→ Document segment
February 7th, 2009
Brain Dead
I have just downloaded AOL software for what seems the 9,000th time. Why do I keep doing it. So far I haven't found anything else I like better. Every two years or so my software gets corrupted and I'm forced to download it yet again. I couldn't go back to my old favorite 9.0 (actually I don't know why I called it a favorite as it was always crashing), I despised the layout of 9.1 (which I tried in the past) so now I'm at 10.1. The reason I like AOL -- gee this is a fascinating post -- is because I like to see the favorites on my tool bar. Anyway I'm yet again resetting the toolbar with favorite places and this is one of them.
So what's new in my life. Nothing much. My boss yelled at me yesterday. He said and I quote "I never let him finish a sentence, I'm always cutting him off" so I said (dumbly) "sorreeeee". I never realized that I do that. Maybe because I don't need his long winded explanations on what to do or how to do it. I've been doing my job (extremely well) for seven months now. And if he really wants to "explain" (wasting my time -- I know he likes to hear the sound of his own voice). And his past secetaries have been intimidated by him. I've worked for enough fucking bastards that he doesn't intimidate me. I'm at a point in my life where I won't take any shit from any "employer" because I'm good at what I do, very good at what I do, and if they don't like it I can go on the State's payroll yet again. In some ways it's not so bad as making little money entitles me to free medical insurance. I'm just now absorbing the shock of third tier co-payments ($50) -- we all know what happens if I don't get Prozac "brand" and to go to my shrink will now cost me $40 a pop. Fortunately he has agreed that once that goes into effect -- May -- unless it's sooner -- they cancelled my drug coverage (which was supposed to expire in May) once they "found out" I had other insurance -- he will let me come every two months so my co-pay will work out to $20 a month. Still sticker shock for me. I mean I go in there. He says how are you doing, writes my scripts and I leave. But then again, what else is he going to do, I already went through years of talk therapy and I'm talked out. I just need someone to keep on prescribing my meds.

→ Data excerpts
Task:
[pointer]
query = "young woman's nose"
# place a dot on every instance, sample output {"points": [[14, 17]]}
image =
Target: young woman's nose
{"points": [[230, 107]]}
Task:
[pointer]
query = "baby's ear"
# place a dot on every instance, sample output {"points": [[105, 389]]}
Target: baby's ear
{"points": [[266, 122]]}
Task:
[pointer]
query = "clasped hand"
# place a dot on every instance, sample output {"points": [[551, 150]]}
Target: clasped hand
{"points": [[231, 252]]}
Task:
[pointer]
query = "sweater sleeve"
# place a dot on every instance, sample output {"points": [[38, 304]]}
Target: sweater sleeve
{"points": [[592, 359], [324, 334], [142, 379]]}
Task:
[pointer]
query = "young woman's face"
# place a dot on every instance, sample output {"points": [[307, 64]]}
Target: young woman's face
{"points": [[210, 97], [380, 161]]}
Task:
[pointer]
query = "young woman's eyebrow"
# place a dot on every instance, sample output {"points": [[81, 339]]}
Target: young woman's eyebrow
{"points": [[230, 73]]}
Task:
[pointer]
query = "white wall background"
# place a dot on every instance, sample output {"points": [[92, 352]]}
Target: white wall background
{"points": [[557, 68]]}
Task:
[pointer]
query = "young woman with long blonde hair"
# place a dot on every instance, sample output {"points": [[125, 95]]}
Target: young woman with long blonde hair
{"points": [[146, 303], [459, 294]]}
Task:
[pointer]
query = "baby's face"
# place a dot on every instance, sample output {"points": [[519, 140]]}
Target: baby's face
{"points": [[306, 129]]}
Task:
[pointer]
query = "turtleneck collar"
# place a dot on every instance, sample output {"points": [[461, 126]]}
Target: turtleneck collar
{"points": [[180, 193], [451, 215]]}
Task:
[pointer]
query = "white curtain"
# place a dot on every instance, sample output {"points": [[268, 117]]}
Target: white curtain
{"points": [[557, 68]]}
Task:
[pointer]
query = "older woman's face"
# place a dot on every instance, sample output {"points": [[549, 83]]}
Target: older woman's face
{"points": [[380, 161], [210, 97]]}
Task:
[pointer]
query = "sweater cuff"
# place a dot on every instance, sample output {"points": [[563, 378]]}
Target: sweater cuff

→ Problem to solve
Copy out the "Brain Dead" blog post in full, word for word.

→ Exercise result
February 7th, 2009
Brain Dead
I have just downloaded AOL software for what seems the 9,000th time. Why do I keep doing it. So far I haven't found anything else I like better. Every two years or so my software gets corrupted and I'm forced to download it yet again. I couldn't go back to my old favorite 9.0 (actually I don't know why I called it a favorite as it was always crashing), I despised the layout of 9.1 (which I tried in the past) so now I'm at 10.1. The reason I like AOL -- gee this is a fascinating post -- is because I like to see the favorites on my tool bar. Anyway I'm yet again resetting the toolbar with favorite places and this is one of them.
So what's new in my life. Nothing much. My boss yelled at me yesterday. He said and I quote "I never let him finish a sentence, I'm always cutting him off" so I said (dumbly) "sorreeeee". I never realized that I do that. Maybe because I don't need his long winded explanations on what to do or how to do it. I've been doing my job (extremely well) for seven months now. And if he really wants to "explain" (wasting my time -- I know he likes to hear the sound of his own voice). And his past secetaries have been intimidated by him. I've worked for enough fucking bastards that he doesn't intimidate me. I'm at a point in my life where I won't take any shit from any "employer" because I'm good at what I do, very good at what I do, and if they don't like it I can go on the State's payroll yet again. In some ways it's not so bad as making little money entitles me to free medical insurance. I'm just now absorbing the shock of third tier co-payments ($50) -- we all know what happens if I don't get Prozac "brand" and to go to my shrink will now cost me $40 a pop. Fortunately he has agreed that once that goes into effect -- May -- unless it's sooner -- they cancelled my drug coverage (which was supposed to expire in May) once they "found out" I had other insurance -- he will let me come every two months so my co-pay will work out to $20 a month. Still sticker shock for me. I mean I go in there. He says how are you doing, writes my scripts and I leave. But then again, what else is he going to do, I already went through years of talk therapy and I'm talked out. I just need someone to keep on prescribing my meds.